━━━━━ GIVEN DATA

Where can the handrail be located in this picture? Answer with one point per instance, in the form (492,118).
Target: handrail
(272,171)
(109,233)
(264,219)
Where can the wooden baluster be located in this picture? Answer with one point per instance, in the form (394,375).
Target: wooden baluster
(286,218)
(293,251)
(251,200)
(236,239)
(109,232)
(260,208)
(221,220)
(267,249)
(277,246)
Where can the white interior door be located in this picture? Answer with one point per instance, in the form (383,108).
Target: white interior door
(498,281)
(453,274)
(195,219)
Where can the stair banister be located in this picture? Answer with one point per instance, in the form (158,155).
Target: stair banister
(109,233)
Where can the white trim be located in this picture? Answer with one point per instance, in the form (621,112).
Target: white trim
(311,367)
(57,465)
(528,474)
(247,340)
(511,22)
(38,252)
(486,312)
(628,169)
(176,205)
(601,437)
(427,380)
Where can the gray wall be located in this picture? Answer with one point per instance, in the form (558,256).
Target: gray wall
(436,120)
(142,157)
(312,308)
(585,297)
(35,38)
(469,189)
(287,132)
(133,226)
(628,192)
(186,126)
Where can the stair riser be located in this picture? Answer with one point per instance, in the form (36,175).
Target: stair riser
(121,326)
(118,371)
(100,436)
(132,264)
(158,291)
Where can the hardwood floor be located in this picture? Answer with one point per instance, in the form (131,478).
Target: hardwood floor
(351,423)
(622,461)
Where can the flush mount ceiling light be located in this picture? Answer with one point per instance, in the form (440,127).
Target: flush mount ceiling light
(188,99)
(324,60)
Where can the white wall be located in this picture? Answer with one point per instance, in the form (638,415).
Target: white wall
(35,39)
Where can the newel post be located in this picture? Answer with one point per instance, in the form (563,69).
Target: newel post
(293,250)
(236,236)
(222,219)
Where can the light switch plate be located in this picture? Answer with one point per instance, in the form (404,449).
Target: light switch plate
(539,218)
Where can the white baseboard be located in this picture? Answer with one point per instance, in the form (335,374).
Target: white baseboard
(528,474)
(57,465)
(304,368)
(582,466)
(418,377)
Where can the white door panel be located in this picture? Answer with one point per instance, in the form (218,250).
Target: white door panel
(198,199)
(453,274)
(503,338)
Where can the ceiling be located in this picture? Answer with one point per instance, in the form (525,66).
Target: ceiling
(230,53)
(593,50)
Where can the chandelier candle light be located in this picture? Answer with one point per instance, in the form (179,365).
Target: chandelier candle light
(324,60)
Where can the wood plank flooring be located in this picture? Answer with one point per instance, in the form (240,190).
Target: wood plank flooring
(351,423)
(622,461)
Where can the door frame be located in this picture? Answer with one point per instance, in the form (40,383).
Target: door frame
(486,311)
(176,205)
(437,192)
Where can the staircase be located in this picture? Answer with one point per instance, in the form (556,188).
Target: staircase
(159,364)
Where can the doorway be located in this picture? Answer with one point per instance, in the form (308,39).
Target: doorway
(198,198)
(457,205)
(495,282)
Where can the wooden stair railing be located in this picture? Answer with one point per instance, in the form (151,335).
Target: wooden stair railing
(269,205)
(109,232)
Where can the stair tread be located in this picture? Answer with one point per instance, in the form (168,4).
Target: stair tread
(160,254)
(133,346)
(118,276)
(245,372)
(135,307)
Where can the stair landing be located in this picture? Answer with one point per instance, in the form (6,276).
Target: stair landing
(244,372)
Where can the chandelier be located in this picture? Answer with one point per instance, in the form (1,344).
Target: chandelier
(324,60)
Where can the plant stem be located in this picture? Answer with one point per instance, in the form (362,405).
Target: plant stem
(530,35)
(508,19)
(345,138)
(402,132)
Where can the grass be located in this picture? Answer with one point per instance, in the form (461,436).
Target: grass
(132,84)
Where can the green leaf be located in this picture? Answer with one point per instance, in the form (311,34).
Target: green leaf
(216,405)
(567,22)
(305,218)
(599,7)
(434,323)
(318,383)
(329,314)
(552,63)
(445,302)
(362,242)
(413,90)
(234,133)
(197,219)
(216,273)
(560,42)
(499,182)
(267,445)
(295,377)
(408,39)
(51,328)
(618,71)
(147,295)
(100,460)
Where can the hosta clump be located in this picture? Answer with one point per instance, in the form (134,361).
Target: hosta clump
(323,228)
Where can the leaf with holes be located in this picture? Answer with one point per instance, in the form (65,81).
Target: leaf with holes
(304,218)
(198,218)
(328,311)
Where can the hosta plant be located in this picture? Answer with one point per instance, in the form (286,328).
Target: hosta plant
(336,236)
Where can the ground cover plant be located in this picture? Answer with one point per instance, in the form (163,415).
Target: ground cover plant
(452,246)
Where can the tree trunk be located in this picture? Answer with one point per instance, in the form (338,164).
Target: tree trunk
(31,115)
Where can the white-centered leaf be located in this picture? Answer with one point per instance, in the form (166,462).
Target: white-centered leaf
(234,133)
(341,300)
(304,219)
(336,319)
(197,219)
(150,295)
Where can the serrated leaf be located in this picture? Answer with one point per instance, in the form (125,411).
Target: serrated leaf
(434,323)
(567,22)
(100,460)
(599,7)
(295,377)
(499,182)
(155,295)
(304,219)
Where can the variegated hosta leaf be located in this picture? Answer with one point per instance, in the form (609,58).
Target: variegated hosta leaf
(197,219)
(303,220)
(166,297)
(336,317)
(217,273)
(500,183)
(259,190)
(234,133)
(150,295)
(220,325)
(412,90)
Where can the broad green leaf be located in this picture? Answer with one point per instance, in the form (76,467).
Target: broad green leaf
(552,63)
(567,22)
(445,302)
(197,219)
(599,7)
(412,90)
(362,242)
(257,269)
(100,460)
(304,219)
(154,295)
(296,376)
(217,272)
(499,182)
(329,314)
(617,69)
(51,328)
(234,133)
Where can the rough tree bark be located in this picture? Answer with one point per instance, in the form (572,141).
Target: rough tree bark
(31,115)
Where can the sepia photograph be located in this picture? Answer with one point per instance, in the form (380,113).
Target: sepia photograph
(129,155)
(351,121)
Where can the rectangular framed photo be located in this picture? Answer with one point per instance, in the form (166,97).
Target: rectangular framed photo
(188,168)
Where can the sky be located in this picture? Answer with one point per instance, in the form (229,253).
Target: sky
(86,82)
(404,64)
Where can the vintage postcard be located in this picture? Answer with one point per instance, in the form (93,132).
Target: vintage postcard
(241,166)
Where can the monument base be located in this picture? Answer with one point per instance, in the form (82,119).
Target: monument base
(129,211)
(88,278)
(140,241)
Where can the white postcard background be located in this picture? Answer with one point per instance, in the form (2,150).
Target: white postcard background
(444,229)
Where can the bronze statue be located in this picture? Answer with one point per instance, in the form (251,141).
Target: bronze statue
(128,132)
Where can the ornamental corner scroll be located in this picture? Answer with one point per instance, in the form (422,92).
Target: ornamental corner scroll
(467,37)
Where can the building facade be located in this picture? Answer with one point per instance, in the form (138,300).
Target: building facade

━━━━━━━━━━

> _REQUIRED ACTION_
Starting with the first line of the records, repeat every line up to and including the one containing "Where can the wooden baluster", and nothing else.

> _REPLY TO THE EXERCISE_
Where can the handrail be located in this picture? Answer with one point per instance, in the form (492,118).
Target: handrail
(272,171)
(109,233)
(264,219)
Where can the wooden baluster be located in this picture? Answer with one point per instance, in the form (394,375).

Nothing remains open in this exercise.